Requirements: Copy these collection entries word for word.

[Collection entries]
══════════════════════════════

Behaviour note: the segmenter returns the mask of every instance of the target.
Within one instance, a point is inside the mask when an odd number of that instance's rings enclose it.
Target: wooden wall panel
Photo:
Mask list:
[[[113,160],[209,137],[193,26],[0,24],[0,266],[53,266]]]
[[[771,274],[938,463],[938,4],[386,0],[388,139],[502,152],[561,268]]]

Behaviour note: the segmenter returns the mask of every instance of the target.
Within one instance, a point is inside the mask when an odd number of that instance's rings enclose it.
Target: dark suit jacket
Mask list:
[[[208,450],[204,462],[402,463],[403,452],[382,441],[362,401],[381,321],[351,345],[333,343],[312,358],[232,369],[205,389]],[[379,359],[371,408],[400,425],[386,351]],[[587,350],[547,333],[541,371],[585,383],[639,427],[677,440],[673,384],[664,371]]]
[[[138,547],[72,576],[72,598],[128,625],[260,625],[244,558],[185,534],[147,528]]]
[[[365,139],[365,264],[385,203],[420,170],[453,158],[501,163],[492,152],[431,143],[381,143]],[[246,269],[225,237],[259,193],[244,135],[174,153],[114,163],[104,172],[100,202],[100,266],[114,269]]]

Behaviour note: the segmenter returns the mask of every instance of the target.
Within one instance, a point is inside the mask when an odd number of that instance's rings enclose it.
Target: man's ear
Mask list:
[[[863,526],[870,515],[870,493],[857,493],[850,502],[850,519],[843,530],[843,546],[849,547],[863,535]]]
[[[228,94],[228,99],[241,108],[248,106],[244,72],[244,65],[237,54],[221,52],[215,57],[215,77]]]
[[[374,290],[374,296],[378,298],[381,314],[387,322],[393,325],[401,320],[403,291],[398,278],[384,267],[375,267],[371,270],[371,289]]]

══════════════════════════════

Task solution:
Behaviour note: the segmenter returns the mask of every instance of the target.
Within one instance, a point is inside the mask when an odd number of that instance's rings enclose it.
Target: wooden wall panel
Photo:
Mask list:
[[[113,160],[209,137],[193,26],[0,24],[0,266],[53,266]]]
[[[771,274],[938,463],[938,4],[386,0],[388,139],[502,152],[561,268]]]

Behaviour note: the segmenter returns the mask of every instance of the target.
Within one instance, a point is inside the mask when an odd number of that instance's rings enclose it.
Target: dark suit jacket
Mask list:
[[[208,450],[204,462],[402,463],[403,452],[382,441],[362,401],[381,321],[351,345],[333,343],[312,358],[232,369],[205,389]],[[379,359],[371,408],[400,425],[386,351]],[[587,350],[547,333],[541,371],[585,383],[639,427],[677,440],[673,384],[664,371]]]
[[[138,547],[72,576],[72,598],[128,625],[260,625],[244,558],[185,534],[147,528]]]
[[[365,139],[365,264],[385,203],[420,170],[453,158],[501,163],[492,152],[431,143],[381,143]],[[246,269],[225,237],[259,193],[244,135],[174,153],[114,163],[104,172],[100,202],[100,266],[114,269]]]

Behaviour note: the segmenter returns the mask of every instance of the target.
Within one instance, a point is inside the mask when an odd number of that instance's rings enclose it.
Target: man's ear
Mask list:
[[[863,526],[870,515],[870,493],[857,493],[850,502],[850,519],[843,530],[843,546],[849,547],[863,535]]]
[[[228,94],[228,99],[241,108],[248,106],[244,72],[244,65],[237,54],[221,52],[215,57],[215,77]]]
[[[374,290],[374,296],[378,298],[381,314],[387,322],[393,325],[401,320],[403,291],[398,278],[384,267],[375,267],[371,270],[371,289]]]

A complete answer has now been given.